## Text block
Mystie Johnson, MD, a board-certified OB/Gyn,  is chief medical officer at Banner Del E. Webb Medical Center and was one of  the first doctors on  staff at Banner Estrella Medical Center.

Question:  My mother had preeclampsia when she was pregnant with me. Does that mean I am at risk of getting it during my pregnancy? What symptoms should I look for? 

Answer:  Preeclampsia, also referred to as Pregnancy Induced Hypertension (PIH), is one of the most common, dangerous complications of pregnancy that may affect both the mother and the fetus. Preeclampsia is more common in a woman’s first pregnancy and in women whose mothers and sisters had preeclampsia. The risk is even greater in women carrying multiple babies, in teenage mothers, and in women older than 40 years old. Women who had high blood pressure or kidney disease before they became pregnant are also at risk. The medical condition occurs in at least five to eight percent of all pregnancies.  

Preeclampsia is a rapidly progressive condition in which hypertension arises in pregnancy and is characterized by high blood pressure and the presence of protein in the urine. Preeclampsia can prevent the placenta from getting enough blood, and ultimately deprive the baby of air and food.  Typically, the disorder occurs after 20 weeks gestation in the second or third trimester and in the postpartum period. 
 
Symptoms include swelling of the hands and feet, high blood pressure, large amounts of protein in the mother’s urine, sudden weight gain, dizziness, extreme nausea, abdominal pain, severe headaches and changes in vision. However, some women with rapidly advancing disease report few symptoms. There is no one test or symptom that diagnoses preeclampsia.

## Parts of the exercise
• A. According to the preeclampsia passage, in what share of all pregnancies does the condition occur?
• B. Return word for word everything in the preeclampsia passage from "Preeclampsia is a" down to "the postpartum period.".
The rows after the preeclampsia passage are separate material with no connection to it.

## Provided material
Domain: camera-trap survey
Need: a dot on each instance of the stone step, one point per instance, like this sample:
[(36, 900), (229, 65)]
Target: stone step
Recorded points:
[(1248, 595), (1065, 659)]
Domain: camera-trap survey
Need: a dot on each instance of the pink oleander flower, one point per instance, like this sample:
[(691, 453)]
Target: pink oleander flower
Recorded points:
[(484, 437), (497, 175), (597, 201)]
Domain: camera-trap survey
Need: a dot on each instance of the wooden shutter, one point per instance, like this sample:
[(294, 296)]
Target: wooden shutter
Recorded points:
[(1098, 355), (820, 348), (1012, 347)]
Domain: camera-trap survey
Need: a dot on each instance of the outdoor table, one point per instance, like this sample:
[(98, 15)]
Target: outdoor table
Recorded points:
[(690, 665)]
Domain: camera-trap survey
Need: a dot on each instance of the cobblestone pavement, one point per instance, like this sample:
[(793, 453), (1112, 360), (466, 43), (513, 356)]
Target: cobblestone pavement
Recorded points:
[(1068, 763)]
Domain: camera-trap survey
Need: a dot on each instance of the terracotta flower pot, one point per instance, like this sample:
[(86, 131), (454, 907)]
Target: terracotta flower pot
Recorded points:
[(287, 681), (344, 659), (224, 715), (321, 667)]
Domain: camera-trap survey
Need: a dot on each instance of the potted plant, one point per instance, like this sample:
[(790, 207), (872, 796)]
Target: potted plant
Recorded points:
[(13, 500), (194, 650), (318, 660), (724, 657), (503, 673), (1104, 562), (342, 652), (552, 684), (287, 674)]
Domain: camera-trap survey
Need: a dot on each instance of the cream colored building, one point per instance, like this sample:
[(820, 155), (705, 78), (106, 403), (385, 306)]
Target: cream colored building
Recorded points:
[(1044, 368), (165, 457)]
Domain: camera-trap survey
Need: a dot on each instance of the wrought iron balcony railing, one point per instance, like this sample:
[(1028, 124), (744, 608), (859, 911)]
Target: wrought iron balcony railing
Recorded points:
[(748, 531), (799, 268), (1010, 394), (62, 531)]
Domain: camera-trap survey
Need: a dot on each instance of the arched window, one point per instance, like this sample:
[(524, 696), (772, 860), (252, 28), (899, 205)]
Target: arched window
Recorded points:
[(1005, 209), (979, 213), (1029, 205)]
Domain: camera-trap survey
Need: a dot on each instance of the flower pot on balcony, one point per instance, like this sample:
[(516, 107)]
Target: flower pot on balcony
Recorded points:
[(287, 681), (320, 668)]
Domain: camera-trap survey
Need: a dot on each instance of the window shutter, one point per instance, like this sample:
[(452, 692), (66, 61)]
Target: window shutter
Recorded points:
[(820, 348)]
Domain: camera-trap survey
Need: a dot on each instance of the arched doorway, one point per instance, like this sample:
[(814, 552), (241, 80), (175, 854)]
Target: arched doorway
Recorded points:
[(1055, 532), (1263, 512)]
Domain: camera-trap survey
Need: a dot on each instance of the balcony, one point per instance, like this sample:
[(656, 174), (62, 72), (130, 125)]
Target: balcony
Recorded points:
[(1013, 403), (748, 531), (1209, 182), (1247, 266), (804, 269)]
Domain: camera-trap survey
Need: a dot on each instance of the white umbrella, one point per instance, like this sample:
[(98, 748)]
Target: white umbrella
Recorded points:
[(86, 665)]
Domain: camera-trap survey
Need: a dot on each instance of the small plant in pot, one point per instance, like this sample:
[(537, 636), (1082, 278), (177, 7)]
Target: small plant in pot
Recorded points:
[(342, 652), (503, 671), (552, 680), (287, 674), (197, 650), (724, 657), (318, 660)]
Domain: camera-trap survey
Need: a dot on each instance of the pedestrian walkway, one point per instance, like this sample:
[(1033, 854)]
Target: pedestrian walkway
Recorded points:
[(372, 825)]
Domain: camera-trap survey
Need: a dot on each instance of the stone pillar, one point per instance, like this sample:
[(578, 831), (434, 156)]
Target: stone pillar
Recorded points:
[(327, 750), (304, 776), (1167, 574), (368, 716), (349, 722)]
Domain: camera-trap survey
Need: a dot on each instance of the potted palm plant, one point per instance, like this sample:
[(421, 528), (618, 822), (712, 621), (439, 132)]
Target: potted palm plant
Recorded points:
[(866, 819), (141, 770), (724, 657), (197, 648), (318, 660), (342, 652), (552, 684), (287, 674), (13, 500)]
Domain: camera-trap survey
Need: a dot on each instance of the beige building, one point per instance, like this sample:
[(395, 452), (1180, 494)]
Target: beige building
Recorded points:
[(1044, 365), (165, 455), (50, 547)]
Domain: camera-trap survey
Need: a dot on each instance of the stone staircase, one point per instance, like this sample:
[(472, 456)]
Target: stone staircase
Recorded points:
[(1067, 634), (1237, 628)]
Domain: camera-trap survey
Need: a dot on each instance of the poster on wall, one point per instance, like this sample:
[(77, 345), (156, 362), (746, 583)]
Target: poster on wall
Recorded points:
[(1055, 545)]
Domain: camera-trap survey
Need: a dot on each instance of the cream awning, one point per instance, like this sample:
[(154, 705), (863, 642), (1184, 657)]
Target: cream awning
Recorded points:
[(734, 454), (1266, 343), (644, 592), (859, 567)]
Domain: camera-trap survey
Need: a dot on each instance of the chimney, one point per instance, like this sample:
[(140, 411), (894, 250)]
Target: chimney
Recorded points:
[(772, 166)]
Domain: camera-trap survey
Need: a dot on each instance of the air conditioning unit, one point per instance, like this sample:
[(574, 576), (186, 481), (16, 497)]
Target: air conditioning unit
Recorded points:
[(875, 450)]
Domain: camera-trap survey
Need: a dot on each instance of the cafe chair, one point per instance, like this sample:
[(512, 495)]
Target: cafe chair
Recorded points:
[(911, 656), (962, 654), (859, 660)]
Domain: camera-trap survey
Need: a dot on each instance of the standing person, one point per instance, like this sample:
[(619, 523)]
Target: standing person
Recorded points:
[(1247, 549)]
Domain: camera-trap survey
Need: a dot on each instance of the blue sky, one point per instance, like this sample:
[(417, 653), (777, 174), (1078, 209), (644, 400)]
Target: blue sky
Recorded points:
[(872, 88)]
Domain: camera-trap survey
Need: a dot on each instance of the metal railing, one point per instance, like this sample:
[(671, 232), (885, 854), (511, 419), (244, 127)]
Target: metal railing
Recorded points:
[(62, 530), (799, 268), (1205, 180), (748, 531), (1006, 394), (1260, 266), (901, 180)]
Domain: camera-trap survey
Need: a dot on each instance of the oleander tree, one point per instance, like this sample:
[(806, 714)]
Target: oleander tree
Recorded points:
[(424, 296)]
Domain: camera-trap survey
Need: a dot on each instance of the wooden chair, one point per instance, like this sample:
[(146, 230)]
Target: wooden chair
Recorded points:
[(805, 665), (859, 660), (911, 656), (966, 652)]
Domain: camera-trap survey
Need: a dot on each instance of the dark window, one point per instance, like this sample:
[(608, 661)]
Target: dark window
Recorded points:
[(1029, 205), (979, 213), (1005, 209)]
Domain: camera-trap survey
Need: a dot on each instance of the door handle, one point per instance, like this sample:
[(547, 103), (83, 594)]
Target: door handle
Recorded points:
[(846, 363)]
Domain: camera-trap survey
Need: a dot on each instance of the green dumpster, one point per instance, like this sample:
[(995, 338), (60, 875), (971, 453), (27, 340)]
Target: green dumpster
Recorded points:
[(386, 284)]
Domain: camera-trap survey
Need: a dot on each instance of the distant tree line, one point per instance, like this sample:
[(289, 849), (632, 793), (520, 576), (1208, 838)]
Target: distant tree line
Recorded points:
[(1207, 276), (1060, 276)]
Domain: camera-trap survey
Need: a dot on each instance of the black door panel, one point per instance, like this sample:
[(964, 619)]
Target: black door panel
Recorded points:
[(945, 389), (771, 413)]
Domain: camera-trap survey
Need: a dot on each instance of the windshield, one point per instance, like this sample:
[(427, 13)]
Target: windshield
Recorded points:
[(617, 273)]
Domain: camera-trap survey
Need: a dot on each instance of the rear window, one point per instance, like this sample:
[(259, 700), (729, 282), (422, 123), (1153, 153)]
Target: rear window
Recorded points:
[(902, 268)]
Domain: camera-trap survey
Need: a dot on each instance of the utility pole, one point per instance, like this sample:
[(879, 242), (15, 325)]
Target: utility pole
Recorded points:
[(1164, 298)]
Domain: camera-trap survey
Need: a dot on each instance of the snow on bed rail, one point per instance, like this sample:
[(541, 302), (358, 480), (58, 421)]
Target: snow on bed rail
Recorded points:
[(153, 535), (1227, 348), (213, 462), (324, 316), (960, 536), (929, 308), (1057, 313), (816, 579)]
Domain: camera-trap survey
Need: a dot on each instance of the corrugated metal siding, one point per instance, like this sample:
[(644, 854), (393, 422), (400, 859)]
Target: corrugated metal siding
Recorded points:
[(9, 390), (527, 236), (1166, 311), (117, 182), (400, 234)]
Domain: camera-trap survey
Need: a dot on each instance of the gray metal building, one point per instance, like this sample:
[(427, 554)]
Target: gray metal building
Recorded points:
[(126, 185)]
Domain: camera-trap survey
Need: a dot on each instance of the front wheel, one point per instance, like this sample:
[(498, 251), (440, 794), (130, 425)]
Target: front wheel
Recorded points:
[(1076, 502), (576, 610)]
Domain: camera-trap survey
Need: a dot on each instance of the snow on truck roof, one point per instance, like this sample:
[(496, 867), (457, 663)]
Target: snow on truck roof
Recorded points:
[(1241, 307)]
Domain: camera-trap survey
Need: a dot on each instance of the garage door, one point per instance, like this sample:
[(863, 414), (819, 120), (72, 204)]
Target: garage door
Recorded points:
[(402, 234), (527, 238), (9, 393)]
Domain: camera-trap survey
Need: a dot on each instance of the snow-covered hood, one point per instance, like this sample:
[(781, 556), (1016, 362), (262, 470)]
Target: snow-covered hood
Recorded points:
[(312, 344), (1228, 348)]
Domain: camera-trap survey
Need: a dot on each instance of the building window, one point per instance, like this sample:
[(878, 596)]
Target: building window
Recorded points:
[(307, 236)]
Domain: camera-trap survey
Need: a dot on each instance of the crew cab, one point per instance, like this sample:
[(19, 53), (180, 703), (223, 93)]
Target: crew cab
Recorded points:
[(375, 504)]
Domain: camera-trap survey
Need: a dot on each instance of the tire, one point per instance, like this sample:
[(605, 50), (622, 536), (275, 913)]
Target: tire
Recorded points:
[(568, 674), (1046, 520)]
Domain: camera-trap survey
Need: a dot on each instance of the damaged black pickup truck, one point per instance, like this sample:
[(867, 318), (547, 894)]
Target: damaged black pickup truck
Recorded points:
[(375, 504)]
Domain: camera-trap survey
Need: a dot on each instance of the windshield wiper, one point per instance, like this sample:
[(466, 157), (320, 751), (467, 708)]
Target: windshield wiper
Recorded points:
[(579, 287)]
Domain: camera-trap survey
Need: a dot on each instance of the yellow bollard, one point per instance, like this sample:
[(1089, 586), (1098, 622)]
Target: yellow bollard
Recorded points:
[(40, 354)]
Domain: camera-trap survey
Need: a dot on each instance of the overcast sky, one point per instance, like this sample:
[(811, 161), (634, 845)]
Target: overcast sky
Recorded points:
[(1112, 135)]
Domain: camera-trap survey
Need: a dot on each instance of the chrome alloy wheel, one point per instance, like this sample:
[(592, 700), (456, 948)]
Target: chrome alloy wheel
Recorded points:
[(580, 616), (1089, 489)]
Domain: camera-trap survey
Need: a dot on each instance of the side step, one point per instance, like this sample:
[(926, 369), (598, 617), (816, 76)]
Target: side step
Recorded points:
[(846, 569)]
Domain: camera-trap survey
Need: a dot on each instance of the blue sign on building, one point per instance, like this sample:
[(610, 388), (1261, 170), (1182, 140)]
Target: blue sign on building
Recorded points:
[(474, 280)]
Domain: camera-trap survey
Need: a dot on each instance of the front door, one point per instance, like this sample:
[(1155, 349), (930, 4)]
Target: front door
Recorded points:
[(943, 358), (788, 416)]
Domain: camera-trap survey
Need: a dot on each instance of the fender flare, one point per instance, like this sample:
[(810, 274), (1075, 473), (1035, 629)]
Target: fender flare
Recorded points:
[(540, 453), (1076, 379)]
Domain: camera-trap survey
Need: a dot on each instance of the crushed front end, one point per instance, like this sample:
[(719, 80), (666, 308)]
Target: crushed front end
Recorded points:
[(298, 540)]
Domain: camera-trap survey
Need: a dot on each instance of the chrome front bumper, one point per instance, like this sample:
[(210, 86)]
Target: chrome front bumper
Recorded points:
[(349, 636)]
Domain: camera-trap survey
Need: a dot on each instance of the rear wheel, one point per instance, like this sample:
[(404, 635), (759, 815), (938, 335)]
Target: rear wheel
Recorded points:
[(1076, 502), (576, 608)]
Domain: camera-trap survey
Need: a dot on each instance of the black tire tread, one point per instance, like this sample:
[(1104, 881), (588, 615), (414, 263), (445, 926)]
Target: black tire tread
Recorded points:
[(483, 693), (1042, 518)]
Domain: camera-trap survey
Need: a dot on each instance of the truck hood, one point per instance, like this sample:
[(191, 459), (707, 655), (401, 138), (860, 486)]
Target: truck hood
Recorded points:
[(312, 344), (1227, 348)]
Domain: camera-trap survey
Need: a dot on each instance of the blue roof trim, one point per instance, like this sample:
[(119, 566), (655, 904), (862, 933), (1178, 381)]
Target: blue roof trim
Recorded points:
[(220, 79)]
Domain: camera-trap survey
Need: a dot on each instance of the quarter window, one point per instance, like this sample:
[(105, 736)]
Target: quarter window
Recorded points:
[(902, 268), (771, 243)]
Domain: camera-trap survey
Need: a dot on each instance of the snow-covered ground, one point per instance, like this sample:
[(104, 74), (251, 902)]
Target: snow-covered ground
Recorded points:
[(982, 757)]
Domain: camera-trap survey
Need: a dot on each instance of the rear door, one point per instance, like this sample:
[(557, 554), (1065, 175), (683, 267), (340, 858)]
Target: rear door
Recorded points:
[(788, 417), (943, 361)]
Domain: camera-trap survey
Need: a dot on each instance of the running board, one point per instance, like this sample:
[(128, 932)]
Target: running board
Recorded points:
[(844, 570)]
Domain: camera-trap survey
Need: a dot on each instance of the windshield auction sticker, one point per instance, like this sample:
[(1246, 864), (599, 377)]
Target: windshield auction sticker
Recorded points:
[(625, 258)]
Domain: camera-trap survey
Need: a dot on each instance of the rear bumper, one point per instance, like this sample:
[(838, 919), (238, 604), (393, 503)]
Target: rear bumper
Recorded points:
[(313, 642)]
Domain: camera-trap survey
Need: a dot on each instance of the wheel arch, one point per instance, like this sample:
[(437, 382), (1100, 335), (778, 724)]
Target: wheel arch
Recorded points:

## Results for each task
• A. At least five to eight percent of all pregnancies.

• B.
Preeclampsia is a rapidly progressive condition in which hypertension arises in pregnancy and is characterized by high blood pressure and the presence of protein in the urine. Preeclampsia can prevent the placenta from getting enough blood, and ultimately deprive the baby of air and food.  Typically, the disorder occurs after 20 weeks gestation in the second or third trimester and in the postpartum period.